Start of SUPPLIED RECORDS

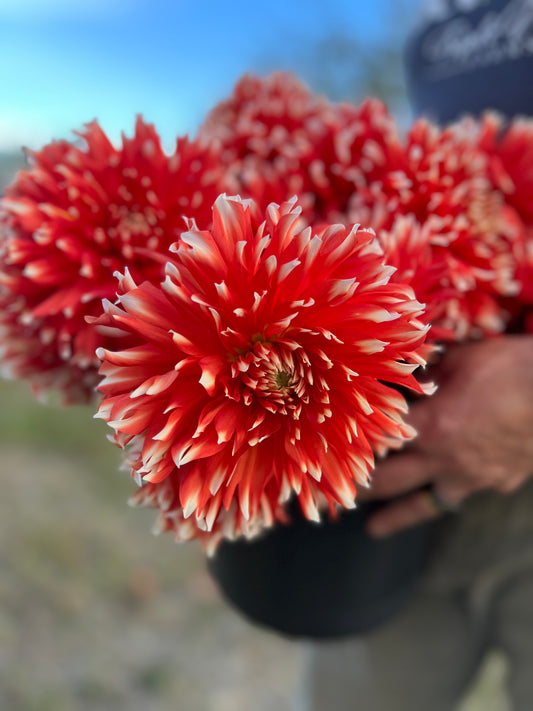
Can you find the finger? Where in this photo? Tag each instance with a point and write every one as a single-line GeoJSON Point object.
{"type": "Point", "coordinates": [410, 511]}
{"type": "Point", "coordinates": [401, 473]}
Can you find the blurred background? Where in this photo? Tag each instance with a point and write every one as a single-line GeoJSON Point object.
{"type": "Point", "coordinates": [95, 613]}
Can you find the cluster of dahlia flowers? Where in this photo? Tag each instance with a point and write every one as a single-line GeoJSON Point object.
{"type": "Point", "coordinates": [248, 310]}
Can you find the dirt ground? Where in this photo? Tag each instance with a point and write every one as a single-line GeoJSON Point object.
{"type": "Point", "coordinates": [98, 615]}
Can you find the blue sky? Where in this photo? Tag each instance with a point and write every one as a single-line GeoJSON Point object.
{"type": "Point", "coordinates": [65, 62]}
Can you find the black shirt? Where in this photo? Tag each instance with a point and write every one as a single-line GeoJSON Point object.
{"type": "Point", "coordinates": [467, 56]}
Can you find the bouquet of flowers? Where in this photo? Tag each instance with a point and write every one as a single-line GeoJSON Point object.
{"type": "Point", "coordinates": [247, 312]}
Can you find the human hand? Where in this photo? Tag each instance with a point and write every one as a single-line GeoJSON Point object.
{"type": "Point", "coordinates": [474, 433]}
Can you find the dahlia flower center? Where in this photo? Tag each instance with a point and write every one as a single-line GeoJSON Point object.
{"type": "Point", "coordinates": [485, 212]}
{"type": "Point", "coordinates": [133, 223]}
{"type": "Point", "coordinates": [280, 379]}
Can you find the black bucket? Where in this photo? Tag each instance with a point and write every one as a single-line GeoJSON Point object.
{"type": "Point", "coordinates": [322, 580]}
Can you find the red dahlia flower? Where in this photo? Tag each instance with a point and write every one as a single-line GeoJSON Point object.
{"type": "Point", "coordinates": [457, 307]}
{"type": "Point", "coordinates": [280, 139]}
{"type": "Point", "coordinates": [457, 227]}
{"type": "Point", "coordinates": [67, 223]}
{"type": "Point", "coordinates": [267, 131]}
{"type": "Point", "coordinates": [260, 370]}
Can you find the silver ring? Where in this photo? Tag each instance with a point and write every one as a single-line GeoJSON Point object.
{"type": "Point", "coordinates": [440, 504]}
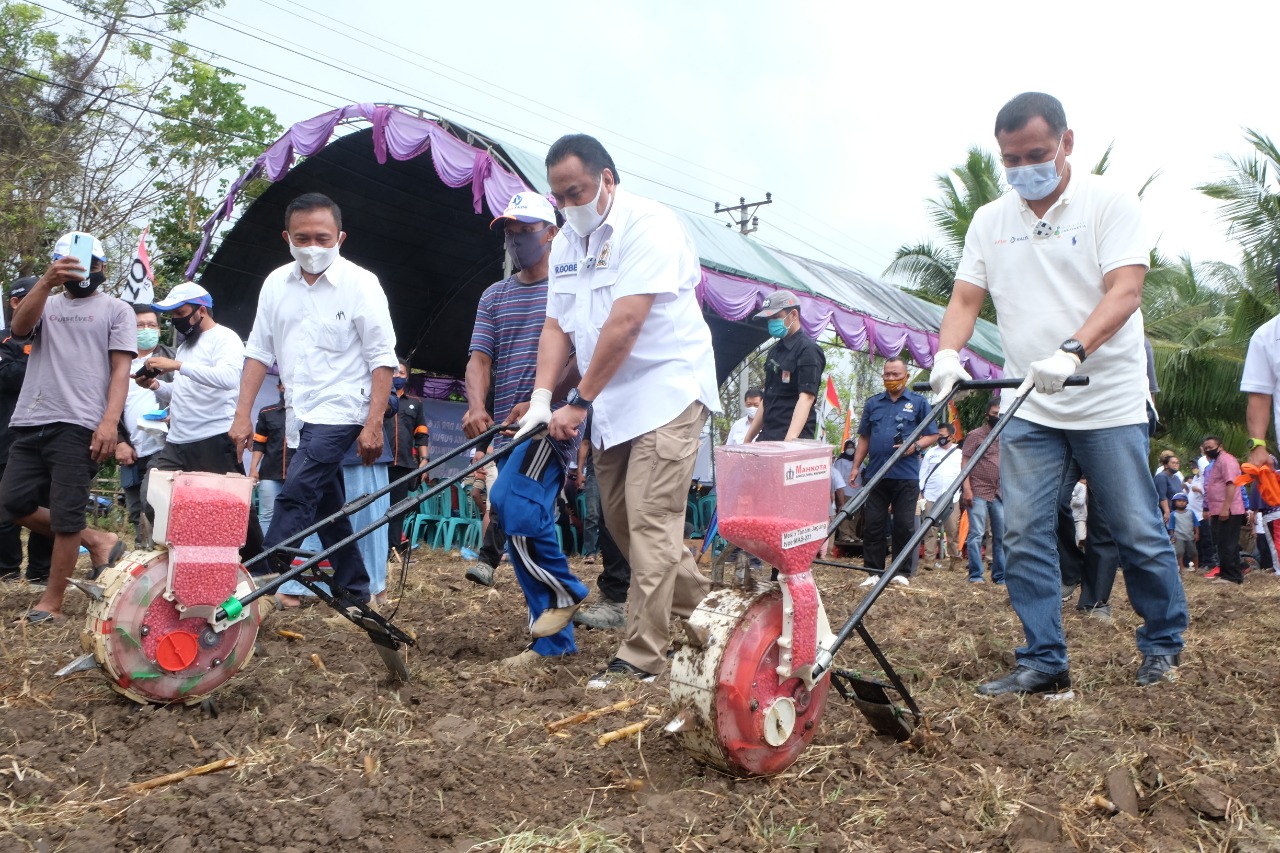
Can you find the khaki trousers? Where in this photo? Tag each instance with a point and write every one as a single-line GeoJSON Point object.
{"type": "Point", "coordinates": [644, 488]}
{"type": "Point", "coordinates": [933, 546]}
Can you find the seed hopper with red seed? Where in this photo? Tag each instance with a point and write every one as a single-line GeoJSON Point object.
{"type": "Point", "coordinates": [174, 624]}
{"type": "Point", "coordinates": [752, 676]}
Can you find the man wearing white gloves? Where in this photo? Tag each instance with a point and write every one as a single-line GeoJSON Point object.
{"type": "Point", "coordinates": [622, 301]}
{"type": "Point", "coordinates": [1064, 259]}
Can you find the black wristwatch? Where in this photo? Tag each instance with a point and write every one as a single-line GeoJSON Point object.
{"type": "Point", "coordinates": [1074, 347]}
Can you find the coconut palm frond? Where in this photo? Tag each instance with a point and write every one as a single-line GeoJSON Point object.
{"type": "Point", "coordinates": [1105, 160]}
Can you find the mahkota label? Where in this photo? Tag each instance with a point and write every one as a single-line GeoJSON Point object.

End of SUPPLIED RECORDS

Please write out the items above again without the pictures, switching "Tag" to "Mark" everywhere and leaving everything else unchanged.

- _WORKED ANSWER_
Can you find the finger? Where in this photo? Mark each instance with a point and write every one as a single-line GeoJSON Point object.
{"type": "Point", "coordinates": [410, 511]}
{"type": "Point", "coordinates": [401, 473]}
Can you find the blurred background? Where in this photo? Mark each instance with a point and write every one as a single-line GeoJSON Point object.
{"type": "Point", "coordinates": [95, 613]}
Can you find the cluster of dahlia flowers? Where in this photo? Mark each instance with a point and write every one as a single-line GeoJSON Point object.
{"type": "Point", "coordinates": [248, 310]}
Can you find the dirt ground? Where in this photo? Mark each instance with a point and write every one as a single-line GeoJSON Point object.
{"type": "Point", "coordinates": [98, 615]}
Can you find the blue sky? Where in this photo? Mark each instance with a point and write every one as a single-line GeoJSON Point object.
{"type": "Point", "coordinates": [65, 62]}
Can you find the black shirt? Where in this photo? Mark each instance with a point and write every one as a single-line GeoJSON Point object.
{"type": "Point", "coordinates": [467, 56]}
Can you find the bouquet of flowers? Where in this photo? Mark each instance with a point and write every one as a single-line GeoJSON Point object.
{"type": "Point", "coordinates": [247, 312]}
Can you find the human hand? Where in this photo? Mark each instance with a point and write every one as a single-line GeoJSON Point object.
{"type": "Point", "coordinates": [474, 433]}
Can you find the dahlia flower center? Where in this photo? Mark each instance with a point and write every one as a single-line GeoJSON Point object.
{"type": "Point", "coordinates": [485, 212]}
{"type": "Point", "coordinates": [133, 223]}
{"type": "Point", "coordinates": [280, 379]}
Can you find the black bucket? Where in this photo? Mark each instance with a point and write every one as a single-line GeoJSON Point object.
{"type": "Point", "coordinates": [322, 580]}
Can you find the red dahlia flower? Where in this photo? Mark each instance with a point and write every one as a single-line GeoJSON Point object.
{"type": "Point", "coordinates": [457, 307]}
{"type": "Point", "coordinates": [280, 139]}
{"type": "Point", "coordinates": [457, 227]}
{"type": "Point", "coordinates": [67, 223]}
{"type": "Point", "coordinates": [267, 131]}
{"type": "Point", "coordinates": [260, 370]}
Can you find the silver ring? Where in this photo? Mark each instance with a point and write every one as a single-line GeoJSON Point object.
{"type": "Point", "coordinates": [440, 504]}
Can you find the khaki trousers? Where in this photo? Mark each instance with a point and write every one as a single-line GeoJSON Point object.
{"type": "Point", "coordinates": [644, 488]}
{"type": "Point", "coordinates": [933, 546]}
Can you find the seed hopper with red seed? Where in this photo? Mark each instance with a point and write every one as a single-line GeoJSON Point object.
{"type": "Point", "coordinates": [174, 624]}
{"type": "Point", "coordinates": [752, 676]}
Can you find the man wearing white gloves? Where in this photo? Mark each instance with a point and write every one as a single-line GeoJSON Point object.
{"type": "Point", "coordinates": [622, 301]}
{"type": "Point", "coordinates": [1064, 259]}
Can you find the black wristwatch? Where in this photo? Mark each instance with a point and write every one as a single-line GeoJSON Point object.
{"type": "Point", "coordinates": [1074, 347]}
Can you find the coconut palm frond? Where in this photo? Mark each instance with a point and write every one as a single-line GeoJSON Point object.
{"type": "Point", "coordinates": [1105, 160]}
Can you find the mahkota label? Where in this photo? Mark each instance with a point and write every one as a single-line GeoJSON Point object.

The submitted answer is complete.